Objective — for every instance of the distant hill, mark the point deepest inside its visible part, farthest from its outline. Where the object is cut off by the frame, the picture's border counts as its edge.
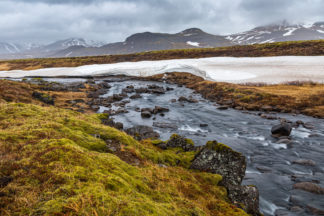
(148, 41)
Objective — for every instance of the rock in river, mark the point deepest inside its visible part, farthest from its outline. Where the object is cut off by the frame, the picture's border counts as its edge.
(140, 132)
(221, 159)
(283, 129)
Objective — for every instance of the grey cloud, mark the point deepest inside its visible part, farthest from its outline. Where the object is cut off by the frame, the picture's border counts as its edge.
(114, 20)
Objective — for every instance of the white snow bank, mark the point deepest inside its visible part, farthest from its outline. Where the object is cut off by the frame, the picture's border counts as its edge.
(196, 44)
(289, 32)
(227, 69)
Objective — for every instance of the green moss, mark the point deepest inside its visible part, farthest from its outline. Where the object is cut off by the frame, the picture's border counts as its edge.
(219, 147)
(59, 164)
(189, 142)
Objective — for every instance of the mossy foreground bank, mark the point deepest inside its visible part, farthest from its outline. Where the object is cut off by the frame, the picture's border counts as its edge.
(294, 48)
(56, 162)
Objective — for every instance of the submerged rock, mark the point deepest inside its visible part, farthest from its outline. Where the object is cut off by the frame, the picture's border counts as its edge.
(189, 100)
(140, 132)
(282, 129)
(225, 107)
(309, 187)
(159, 109)
(146, 114)
(304, 162)
(176, 141)
(245, 197)
(221, 159)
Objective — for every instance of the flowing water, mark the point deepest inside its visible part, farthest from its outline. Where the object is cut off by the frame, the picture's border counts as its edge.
(270, 165)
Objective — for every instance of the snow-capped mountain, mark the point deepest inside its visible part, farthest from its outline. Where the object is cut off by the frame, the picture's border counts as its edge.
(279, 32)
(148, 41)
(70, 42)
(9, 48)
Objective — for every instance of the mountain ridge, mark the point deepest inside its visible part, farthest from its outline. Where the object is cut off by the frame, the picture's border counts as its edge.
(150, 41)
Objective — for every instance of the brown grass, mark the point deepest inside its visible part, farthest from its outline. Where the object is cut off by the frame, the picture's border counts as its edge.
(20, 92)
(306, 98)
(299, 48)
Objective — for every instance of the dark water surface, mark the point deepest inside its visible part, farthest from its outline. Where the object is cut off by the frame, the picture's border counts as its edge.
(270, 165)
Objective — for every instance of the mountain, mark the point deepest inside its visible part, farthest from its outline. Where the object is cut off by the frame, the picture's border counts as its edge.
(148, 41)
(278, 33)
(71, 42)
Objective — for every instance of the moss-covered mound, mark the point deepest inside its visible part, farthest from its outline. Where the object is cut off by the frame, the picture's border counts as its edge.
(57, 163)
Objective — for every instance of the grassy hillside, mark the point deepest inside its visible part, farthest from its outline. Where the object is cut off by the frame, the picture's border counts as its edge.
(299, 48)
(56, 161)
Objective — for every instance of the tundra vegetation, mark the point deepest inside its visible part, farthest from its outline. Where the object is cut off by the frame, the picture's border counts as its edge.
(55, 161)
(295, 48)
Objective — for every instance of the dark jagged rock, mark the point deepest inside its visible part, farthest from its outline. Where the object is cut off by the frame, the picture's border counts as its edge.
(304, 162)
(158, 109)
(158, 91)
(110, 122)
(282, 129)
(135, 96)
(97, 93)
(314, 210)
(221, 159)
(177, 141)
(128, 90)
(245, 197)
(154, 86)
(141, 90)
(104, 85)
(140, 132)
(218, 158)
(5, 180)
(165, 125)
(309, 187)
(43, 97)
(203, 125)
(189, 100)
(225, 107)
(146, 114)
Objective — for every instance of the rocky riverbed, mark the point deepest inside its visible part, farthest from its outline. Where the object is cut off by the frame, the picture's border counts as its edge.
(288, 171)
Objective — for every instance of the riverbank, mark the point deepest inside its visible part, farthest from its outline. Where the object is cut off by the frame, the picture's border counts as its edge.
(294, 48)
(295, 97)
(58, 158)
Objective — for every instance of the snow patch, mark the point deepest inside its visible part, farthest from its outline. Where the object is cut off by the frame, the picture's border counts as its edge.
(225, 69)
(196, 44)
(289, 32)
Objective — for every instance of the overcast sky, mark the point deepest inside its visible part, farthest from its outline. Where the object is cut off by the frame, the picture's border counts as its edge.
(113, 20)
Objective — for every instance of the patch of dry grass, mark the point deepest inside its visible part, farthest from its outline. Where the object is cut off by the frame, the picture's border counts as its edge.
(297, 48)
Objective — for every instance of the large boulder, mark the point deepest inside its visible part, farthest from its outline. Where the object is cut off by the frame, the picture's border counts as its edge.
(140, 132)
(159, 109)
(245, 197)
(221, 159)
(146, 114)
(282, 129)
(177, 141)
(189, 100)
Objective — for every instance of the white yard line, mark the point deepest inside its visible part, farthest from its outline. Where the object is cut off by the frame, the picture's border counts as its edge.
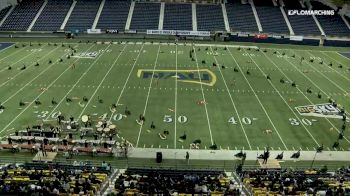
(203, 96)
(346, 78)
(127, 80)
(335, 84)
(25, 109)
(76, 83)
(21, 72)
(175, 109)
(103, 79)
(308, 78)
(19, 50)
(233, 103)
(273, 86)
(344, 57)
(258, 99)
(28, 83)
(148, 93)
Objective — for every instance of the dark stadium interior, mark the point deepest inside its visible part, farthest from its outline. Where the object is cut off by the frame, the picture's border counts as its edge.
(63, 153)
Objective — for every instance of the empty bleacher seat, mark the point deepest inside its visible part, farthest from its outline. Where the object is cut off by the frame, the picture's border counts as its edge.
(4, 11)
(145, 16)
(210, 18)
(22, 15)
(331, 24)
(177, 17)
(301, 24)
(52, 17)
(271, 18)
(83, 15)
(241, 17)
(114, 15)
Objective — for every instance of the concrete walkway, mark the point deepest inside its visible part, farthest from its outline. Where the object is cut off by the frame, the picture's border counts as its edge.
(229, 154)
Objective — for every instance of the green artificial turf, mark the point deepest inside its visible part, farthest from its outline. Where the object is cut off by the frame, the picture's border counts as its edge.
(235, 111)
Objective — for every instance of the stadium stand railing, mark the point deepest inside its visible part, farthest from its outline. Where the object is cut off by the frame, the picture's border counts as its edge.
(83, 15)
(271, 17)
(52, 16)
(302, 25)
(4, 11)
(240, 17)
(22, 16)
(145, 16)
(210, 18)
(114, 15)
(177, 17)
(333, 25)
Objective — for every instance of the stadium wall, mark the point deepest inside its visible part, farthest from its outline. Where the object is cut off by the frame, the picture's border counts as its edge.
(6, 3)
(252, 38)
(279, 40)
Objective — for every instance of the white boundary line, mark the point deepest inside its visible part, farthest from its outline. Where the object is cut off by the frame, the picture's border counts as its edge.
(127, 79)
(53, 82)
(342, 56)
(257, 98)
(273, 86)
(148, 93)
(19, 50)
(203, 96)
(76, 83)
(233, 103)
(302, 92)
(332, 68)
(175, 109)
(103, 79)
(28, 83)
(21, 72)
(335, 84)
(325, 76)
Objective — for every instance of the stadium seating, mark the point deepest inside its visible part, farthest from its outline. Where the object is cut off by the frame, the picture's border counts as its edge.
(173, 182)
(332, 25)
(308, 182)
(51, 18)
(83, 15)
(114, 15)
(51, 179)
(271, 17)
(210, 18)
(177, 17)
(302, 25)
(145, 16)
(22, 16)
(241, 17)
(4, 11)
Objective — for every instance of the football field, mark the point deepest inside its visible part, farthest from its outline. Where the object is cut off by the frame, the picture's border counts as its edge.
(234, 96)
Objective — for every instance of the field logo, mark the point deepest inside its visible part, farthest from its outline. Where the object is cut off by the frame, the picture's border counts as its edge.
(206, 77)
(320, 110)
(86, 55)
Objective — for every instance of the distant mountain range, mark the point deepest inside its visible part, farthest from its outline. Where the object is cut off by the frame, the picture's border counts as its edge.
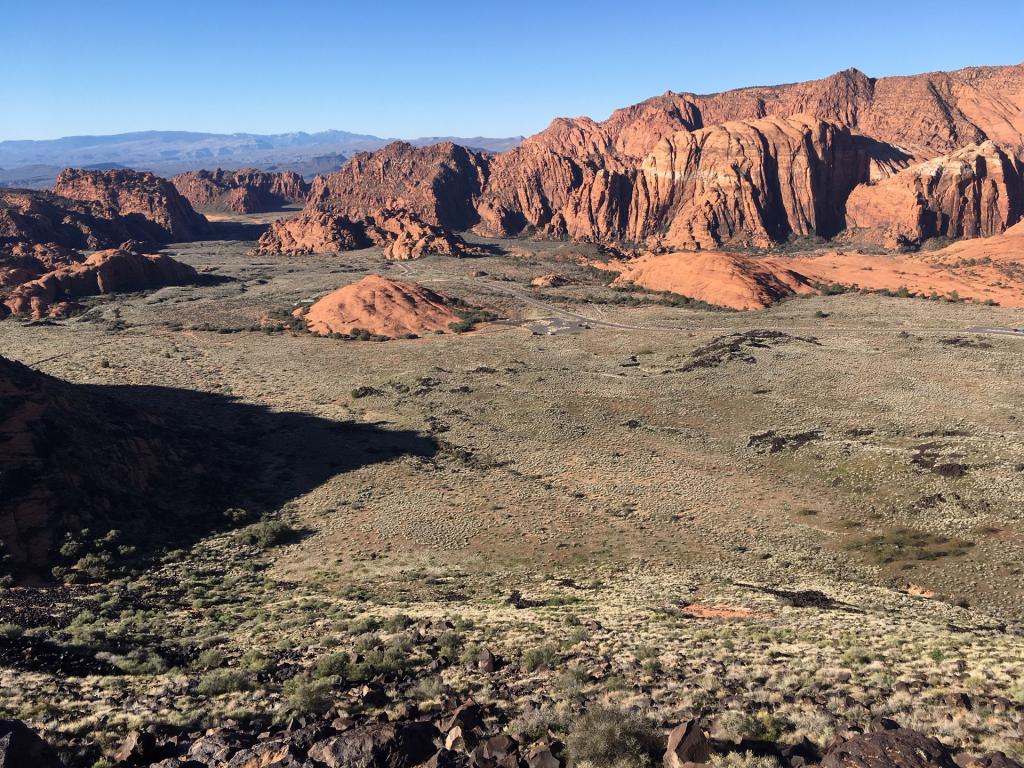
(35, 164)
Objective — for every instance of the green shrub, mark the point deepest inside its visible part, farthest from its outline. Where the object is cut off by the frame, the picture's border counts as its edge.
(606, 737)
(334, 665)
(304, 695)
(543, 655)
(223, 681)
(267, 534)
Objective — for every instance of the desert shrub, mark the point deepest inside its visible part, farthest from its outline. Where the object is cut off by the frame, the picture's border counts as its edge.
(210, 658)
(304, 695)
(542, 655)
(255, 662)
(137, 662)
(744, 760)
(223, 681)
(266, 534)
(429, 688)
(333, 665)
(537, 723)
(381, 662)
(607, 737)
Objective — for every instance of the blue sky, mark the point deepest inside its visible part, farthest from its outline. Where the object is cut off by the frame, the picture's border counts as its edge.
(414, 69)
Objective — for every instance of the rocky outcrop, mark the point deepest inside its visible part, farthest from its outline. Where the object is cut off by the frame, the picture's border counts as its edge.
(756, 182)
(72, 459)
(19, 745)
(752, 183)
(22, 261)
(55, 293)
(246, 190)
(382, 307)
(976, 192)
(895, 748)
(311, 231)
(929, 115)
(401, 235)
(30, 216)
(438, 183)
(753, 166)
(128, 194)
(715, 278)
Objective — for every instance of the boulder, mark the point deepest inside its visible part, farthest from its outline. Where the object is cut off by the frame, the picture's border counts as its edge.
(687, 744)
(381, 306)
(378, 745)
(139, 748)
(54, 293)
(898, 748)
(22, 748)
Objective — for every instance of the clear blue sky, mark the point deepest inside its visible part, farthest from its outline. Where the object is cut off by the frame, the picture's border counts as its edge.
(431, 68)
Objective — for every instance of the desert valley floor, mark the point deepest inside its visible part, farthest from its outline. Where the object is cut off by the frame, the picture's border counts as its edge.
(788, 520)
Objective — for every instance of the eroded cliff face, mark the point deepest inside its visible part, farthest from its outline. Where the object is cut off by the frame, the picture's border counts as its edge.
(438, 183)
(976, 192)
(33, 217)
(929, 115)
(132, 194)
(54, 293)
(246, 190)
(401, 235)
(753, 183)
(752, 167)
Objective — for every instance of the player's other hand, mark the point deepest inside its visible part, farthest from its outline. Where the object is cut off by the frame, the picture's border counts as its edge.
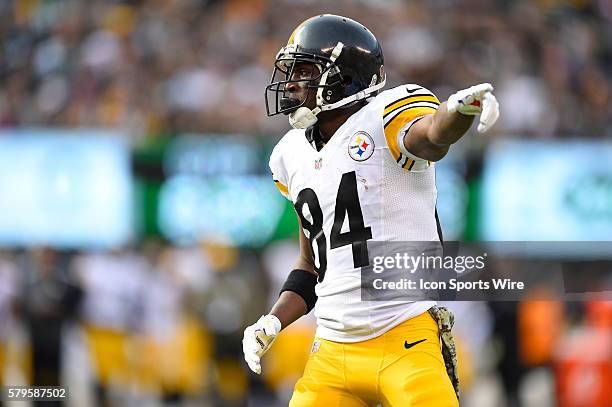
(257, 340)
(476, 100)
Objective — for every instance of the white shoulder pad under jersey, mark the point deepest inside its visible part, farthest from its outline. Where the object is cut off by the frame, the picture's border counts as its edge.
(399, 108)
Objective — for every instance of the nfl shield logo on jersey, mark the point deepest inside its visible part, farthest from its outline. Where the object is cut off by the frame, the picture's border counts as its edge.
(361, 146)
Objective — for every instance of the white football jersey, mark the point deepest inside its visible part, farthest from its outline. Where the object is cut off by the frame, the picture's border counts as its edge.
(362, 185)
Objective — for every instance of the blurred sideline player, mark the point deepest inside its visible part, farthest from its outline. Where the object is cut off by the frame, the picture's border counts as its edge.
(359, 166)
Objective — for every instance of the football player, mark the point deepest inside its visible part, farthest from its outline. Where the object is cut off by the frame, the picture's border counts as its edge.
(359, 166)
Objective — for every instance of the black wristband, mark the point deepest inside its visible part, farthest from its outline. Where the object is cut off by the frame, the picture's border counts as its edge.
(302, 283)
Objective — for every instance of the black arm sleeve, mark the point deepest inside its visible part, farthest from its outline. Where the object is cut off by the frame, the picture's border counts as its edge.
(302, 283)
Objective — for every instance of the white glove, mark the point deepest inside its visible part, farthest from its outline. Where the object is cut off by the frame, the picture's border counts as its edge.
(476, 100)
(258, 338)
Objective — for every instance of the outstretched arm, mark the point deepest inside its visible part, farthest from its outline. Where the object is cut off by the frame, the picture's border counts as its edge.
(430, 137)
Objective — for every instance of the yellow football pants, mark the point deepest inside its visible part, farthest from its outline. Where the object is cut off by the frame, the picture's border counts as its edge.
(401, 368)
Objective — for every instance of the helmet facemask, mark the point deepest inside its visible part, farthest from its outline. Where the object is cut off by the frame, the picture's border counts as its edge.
(328, 78)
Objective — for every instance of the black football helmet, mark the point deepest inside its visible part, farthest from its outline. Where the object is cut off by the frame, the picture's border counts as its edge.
(349, 60)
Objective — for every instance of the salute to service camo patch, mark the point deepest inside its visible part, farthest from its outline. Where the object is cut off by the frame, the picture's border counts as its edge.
(445, 319)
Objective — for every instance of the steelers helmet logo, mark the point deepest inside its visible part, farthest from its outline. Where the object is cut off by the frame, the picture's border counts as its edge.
(361, 146)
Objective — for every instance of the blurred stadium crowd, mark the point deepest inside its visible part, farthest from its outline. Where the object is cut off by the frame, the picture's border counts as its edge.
(154, 323)
(167, 66)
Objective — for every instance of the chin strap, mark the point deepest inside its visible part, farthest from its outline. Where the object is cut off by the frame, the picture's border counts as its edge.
(304, 117)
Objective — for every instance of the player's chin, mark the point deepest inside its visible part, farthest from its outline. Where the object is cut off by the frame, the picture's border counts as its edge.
(289, 105)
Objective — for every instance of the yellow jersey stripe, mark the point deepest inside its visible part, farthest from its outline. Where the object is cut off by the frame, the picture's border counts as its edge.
(408, 164)
(409, 99)
(393, 127)
(284, 190)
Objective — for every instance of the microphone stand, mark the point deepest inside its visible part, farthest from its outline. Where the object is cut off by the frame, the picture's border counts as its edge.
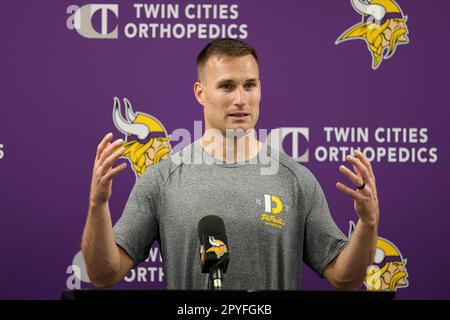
(215, 277)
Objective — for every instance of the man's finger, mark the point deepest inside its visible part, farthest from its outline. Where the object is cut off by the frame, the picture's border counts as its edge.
(357, 180)
(350, 192)
(365, 161)
(109, 150)
(103, 144)
(115, 171)
(364, 171)
(107, 164)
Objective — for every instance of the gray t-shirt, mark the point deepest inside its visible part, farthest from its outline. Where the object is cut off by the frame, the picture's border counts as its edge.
(273, 222)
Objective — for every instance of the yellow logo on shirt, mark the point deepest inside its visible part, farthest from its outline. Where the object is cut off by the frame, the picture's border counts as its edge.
(273, 208)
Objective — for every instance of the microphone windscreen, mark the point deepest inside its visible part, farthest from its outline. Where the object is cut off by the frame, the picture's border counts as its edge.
(212, 226)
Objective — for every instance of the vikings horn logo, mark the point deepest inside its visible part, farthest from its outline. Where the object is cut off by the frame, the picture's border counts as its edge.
(383, 27)
(218, 247)
(146, 140)
(388, 271)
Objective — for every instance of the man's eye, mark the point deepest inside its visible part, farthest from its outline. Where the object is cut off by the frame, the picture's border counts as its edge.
(226, 86)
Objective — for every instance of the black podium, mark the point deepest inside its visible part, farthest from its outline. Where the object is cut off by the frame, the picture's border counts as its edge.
(187, 304)
(176, 296)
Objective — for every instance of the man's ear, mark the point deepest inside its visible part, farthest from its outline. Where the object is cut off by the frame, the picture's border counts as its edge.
(199, 93)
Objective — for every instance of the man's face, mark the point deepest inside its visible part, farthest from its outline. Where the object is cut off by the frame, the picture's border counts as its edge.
(230, 92)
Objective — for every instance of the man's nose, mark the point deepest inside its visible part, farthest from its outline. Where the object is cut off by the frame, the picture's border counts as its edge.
(240, 99)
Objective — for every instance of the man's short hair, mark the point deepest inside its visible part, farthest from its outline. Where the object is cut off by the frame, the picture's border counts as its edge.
(223, 47)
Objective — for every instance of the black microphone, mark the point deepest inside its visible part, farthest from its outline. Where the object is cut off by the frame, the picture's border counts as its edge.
(214, 253)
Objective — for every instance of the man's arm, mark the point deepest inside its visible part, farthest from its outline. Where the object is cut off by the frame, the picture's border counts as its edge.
(348, 270)
(106, 262)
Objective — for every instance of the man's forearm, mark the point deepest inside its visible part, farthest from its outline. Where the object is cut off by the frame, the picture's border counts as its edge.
(351, 265)
(98, 246)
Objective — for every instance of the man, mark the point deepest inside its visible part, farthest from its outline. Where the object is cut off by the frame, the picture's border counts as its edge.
(273, 222)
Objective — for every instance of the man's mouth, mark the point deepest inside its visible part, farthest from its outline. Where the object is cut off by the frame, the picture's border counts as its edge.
(238, 115)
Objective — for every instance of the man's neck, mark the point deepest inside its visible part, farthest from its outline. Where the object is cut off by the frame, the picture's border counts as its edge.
(231, 149)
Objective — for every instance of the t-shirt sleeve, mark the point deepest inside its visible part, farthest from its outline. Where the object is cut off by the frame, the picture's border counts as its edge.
(323, 239)
(137, 228)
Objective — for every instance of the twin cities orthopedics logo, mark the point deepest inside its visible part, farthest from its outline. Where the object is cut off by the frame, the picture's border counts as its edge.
——
-- Your goal --
What are the lines from the one with "Objective — for every instance of the man's neck, mark" through the last line of the records above? Quote them exactly and add nothing.

-- Exercise result --
Objective — for every instance of the man's neck, mark the point deepest inside its visible part, farthest from its outline. Where the object is cut off by the frame, the picture's border counts as its edge.
(231, 149)
Objective — for every instance of the t-shirt sleeve, mark the point deepest inside its visible part, farthest from its outline. Where the object is cut off by the frame, the picture's border counts as its edge.
(323, 239)
(137, 228)
Objective — for every instance of the twin cities orthopedics logo, mark the point deepest inside its visible part, farthest from its outline. Where the object is cut off by the frame, the picture's border counts as its edge.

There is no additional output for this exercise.